> _Scopo del compito_:
Riscrivi tutti i record che seguono riga per riga senza alcuna modifica, ma lascia fuori le immagini.

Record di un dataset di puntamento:
☆ ☆ ☆ ☆ ☆ ☆ ☆

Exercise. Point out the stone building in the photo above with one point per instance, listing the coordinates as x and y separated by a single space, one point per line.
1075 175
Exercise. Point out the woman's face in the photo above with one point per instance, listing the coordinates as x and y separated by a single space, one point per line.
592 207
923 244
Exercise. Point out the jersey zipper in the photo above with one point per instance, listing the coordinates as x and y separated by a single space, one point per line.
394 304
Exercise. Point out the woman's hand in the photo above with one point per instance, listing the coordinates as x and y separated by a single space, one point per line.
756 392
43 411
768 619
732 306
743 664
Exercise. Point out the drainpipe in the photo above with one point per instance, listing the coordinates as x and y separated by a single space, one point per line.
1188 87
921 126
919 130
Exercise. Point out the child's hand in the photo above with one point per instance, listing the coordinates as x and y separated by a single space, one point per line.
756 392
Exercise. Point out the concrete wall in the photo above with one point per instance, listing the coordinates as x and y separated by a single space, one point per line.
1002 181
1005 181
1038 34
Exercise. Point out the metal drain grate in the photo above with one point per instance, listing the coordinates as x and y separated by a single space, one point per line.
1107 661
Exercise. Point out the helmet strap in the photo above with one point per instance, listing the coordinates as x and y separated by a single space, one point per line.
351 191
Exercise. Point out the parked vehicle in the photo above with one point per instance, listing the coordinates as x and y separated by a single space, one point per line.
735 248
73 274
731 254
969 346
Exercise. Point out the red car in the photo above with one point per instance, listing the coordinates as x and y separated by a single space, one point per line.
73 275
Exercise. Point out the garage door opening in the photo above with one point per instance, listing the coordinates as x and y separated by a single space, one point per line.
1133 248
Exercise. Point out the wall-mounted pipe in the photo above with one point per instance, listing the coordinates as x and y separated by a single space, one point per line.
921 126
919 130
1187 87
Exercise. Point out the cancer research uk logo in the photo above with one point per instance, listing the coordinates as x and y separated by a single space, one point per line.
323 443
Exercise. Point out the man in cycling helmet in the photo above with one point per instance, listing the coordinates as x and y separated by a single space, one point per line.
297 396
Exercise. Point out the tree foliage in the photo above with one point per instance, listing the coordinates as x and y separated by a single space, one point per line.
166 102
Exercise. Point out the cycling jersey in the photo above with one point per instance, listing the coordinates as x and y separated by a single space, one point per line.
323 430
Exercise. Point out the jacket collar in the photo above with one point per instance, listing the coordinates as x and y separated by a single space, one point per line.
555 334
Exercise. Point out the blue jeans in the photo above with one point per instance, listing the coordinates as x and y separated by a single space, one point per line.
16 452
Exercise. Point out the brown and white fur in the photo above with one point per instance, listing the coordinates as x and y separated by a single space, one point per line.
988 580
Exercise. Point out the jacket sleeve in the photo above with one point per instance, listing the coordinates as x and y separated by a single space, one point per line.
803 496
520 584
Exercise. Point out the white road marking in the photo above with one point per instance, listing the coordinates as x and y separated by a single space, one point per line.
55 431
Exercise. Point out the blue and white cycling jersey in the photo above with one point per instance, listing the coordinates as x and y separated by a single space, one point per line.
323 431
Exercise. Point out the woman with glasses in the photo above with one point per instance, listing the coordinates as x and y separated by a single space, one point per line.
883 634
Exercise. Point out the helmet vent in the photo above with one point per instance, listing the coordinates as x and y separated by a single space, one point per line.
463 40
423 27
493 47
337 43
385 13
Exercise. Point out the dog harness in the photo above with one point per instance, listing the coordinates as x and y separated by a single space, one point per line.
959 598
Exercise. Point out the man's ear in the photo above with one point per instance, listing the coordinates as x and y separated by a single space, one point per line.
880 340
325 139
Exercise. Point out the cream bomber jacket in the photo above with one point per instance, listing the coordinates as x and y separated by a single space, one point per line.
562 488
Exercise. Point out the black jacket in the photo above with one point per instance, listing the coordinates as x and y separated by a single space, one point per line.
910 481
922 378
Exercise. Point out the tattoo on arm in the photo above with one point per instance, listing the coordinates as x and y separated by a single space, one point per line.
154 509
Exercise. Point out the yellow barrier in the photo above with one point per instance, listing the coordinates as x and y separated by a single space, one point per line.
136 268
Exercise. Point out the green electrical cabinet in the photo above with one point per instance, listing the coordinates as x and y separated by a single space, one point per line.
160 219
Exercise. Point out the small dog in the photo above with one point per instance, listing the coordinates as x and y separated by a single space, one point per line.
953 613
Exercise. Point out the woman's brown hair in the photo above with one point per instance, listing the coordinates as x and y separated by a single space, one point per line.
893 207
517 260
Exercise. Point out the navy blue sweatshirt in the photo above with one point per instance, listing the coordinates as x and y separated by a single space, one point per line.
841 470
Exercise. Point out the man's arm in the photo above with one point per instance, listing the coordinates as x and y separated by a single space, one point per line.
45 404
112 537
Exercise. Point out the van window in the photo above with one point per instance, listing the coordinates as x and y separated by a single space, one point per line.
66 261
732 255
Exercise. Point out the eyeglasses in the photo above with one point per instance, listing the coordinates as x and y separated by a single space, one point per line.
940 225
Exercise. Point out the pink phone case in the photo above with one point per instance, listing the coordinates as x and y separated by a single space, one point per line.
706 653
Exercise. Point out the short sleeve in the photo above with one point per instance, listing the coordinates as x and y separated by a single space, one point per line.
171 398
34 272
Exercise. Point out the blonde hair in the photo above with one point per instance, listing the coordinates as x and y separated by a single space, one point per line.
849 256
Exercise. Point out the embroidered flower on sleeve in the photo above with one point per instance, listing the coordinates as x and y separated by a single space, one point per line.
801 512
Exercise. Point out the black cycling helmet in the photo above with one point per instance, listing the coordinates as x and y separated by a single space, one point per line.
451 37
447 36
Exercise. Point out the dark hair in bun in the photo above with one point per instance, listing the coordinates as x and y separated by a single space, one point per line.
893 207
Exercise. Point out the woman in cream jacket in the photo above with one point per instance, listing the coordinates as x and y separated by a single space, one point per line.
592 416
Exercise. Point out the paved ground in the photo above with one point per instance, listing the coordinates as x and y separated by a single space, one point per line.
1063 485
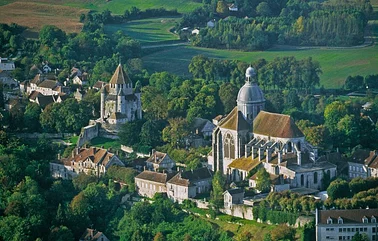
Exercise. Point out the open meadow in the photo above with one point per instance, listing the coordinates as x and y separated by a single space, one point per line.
147 31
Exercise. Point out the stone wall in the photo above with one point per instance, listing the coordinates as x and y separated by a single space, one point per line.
240 211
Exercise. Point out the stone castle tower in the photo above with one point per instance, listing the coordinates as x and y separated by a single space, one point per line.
119 103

☆ ☆ ☆ ☆ ☆ ☆ ☆

> _Risposta scritta_:
Exercise. Point out the stone building in the photo above with one point per instance, listing the coordinates as x and y separated by a single space, one point per line.
1075 175
Exercise. Point out the woman's face in the photo above with one point per instance, listing the coordinates as x and y separated by a single space, one point per line.
592 207
923 244
Exercise. Point out the jersey zipper in the photo above with one point per instance, listing the coordinates as x and y separated by a single space, one point per line.
394 304
Exercise. Point out the woman's hand in the photo above with one point per instance, listing the coordinates as x and y separated by a single space, one point per line.
756 392
43 411
768 619
732 306
743 664
Exercise. Point out the drainpipe in the photo above with one point per instance, listing the coordinates as x and y separated by a single space, one point per line.
1188 87
921 126
919 130
Exercise. Point out the child's hand in the photo above with one point per instance, listing the coordinates as x and y separated by a single space, one point per line.
756 392
Exercise. Point out the concrete wall in the photo above with one point per instance, listing the coordinates as x and y separated by a single space, one point per line.
1002 181
1005 181
1038 34
Exercise. Point out the metal drain grate in the photo above with one point per instance, listing the coordinates as x and y separated by a single space, one point per line.
1107 661
Exercise. Point out the helmet strap in the photo above with one point per instance, listing the coordinates as x and y separated by a single space, one point per line.
351 191
Exercise. Point out the parked vehicle in the photo above with one point per instance, listing the coordinates as x and y separated by a single space, one point per line.
735 248
73 274
731 254
969 346
Exercise. Point out the red car in the photo above with one point per instance, listing the coordinates as x and y separated by a single space, one point per line.
73 275
Exercise. Point out the garage door opening in the photo above with one point per instance, listing the coordinates as x and y separated by a single space, one point per line.
1133 248
Exercise. Point out the wall-mounted pipe in the photo above with one point per instance, listing the coordinates as x and y separated by a single space, one point per line.
921 126
919 130
1187 87
Exercise. Point out the cancer research uk logo in the photo above with one point per instance, listing the coordinates as x and y separated by a single space, one point per line.
323 443
Exercise. Point out the man in cycling helmet in the photo above with one point per instance, listing the coordinates as x and y separated by a single space, one point per line.
297 396
Exercise. Point out the tree foliage in the photo above with one point per instance, listing the coordinates as x and y separated by a single space, one point per line.
166 102
Exercise. Point out the cycling jersey in the photo above with one point per instance, listing the coordinates as x and y separated by a single space, one point per line.
323 430
Exercise. Point out the jacket collar in the photo above with one point per instance, listing the coordinates as x and y separated by a single space, one point per line.
555 334
Exercise. Point out the blue jeans in the photo above with one point per instance, listing the coordinates as x and y separated by a single space, one point per line.
16 452
Exercise. Point out the brown and white fur in the photo above with one point per instance, listing the coordinates as x and y separated by a single space, one point per line.
988 580
Exercise. Point out the jacket sleeve in the photo above with one point per instance, listing the coordinates as x and y separated by a single space, one point per line.
803 496
520 584
Exercise. Point out the white road marking in the photo above with one point per instance, listing the coordinates as x and y separated by a single space, one point per line.
55 431
Exercise. Point out the blue and white cycling jersey in the photo above with one point per instance, listing the coordinates as x and y separated by a single space, one point per line.
323 431
Exercise. Point out the woman with glasses in the photo above with one point per instance, listing the coordinates as x and y separated by a single space, one point per line.
883 634
Exercise. Point out the helmet vent in the photo above with one point per instance, listing the coordinates as x and y separated by a single space, one point per line.
463 40
423 27
493 47
337 43
385 13
Exercise. Point out the dog harness in the photo above with one point per instance, listing the coordinates as x and y separated by a single space, one point per line.
959 598
Exercise. Point out the man's ear in the photo above with one point per instance, listing the coordinates as x and y separated by a single space, one point per line.
880 340
325 139
Exercise. Point out the cream bomber jacket in the photo above with one point per instance, listing the coordinates as x and y separated by a single space, one point per line.
562 488
Exercise. Point out the black jacket in the photo above with one point per instance, listing the coordinates as x and y separated by a single space, one point per line.
910 481
922 378
Exercise. Point out the tattoo on arm in the photo above with one point per instance, listing the coordinates as x and y separated by a single space, one point per line.
154 509
Exercise. Point out the yellow barrier in the photo above with one point per instance, listing the coordinates as x and y separated by a single space, one point per line.
136 268
Exercise. Point out the green electrical cabinet in the photo above with one point per instance, listing the coordinates as x and y separated by a single space, one point per line.
160 219
Exercise. Point out the small dog in the photo above with one point per instance, listing the coordinates as x and y separated by a single space, one point per line.
953 613
Exercise. Point out the woman's brown hair in the photo above with one point per instance, listing the coordinates as x and y separated by a single space, one point per line.
893 207
517 260
Exercise. Point out the navy blue sweatshirt in the photo above with one point per instance, listing the coordinates as x and y separated by a single space, one point per line.
841 470
Exercise. Point out the man's arm in the photo above with one point per instance, listing the coordinates as x and y separated by a single space, one point per line.
45 404
112 537
Exercise. Point out the van window in the photo above with one point per instance, listing the coordinates as x and y separated by a single space, one point per line.
66 261
732 255
Exercise. Point out the eyeglasses in the photo above with one point per instance, listing the coordinates as x and y separated by a single space, one point per line.
940 225
Exercise. Point out the pink phone case in the photo above with one point per instance, listing the coordinates as x and y separated by a single space, one point per line.
706 653
Exercise. Point out the short sleeve in the photo above with one point per instance, listing the coordinates as x and y separated by a single space, one point per line.
171 398
34 272
Exercise. Point out the blonde hair in the photo above with one point per instance, listing the coordinates as x and y separated by a single space, one point per line.
849 256
Exercise. Point out the embroidered flower on sleeve in the photo above with one point per instance, listing the coordinates as x and y separated by a single space, one point per line.
801 512
Exercise. Point out the black cycling helmet in the photo above with one point per instance, listing the coordinates as x and y separated by a single space, one point per line.
451 37
447 36
Exercise. Point out the dark hair in bun in the photo above with one point per instance, listing the coordinates as x and y separated by a single space, one point per line.
893 207
Exercise. Point out the woman in cream jacket in the photo above with one point per instance, listing the coordinates as x and y separated by a single space, one point per line.
592 416
Exercise. Point out the paved ground in the photo above with one point per instance, listing the coordinates as x and y separated by a single space, one point per line.
1063 485
Exercise. Point out the open meadow in the photo above with one point per instance, listing the coordinates as x and y separated by a single space, one point per line.
147 31
Exercise. Point out the stone wall in the photo above with one point per instance, listing the coordinates as x and y separated by a single space, one point per line.
240 211
Exercise. Point out the stone castle tower in the photo above with one point per instance, listing the coordinates as x and y separated by a single space, one point per line.
119 103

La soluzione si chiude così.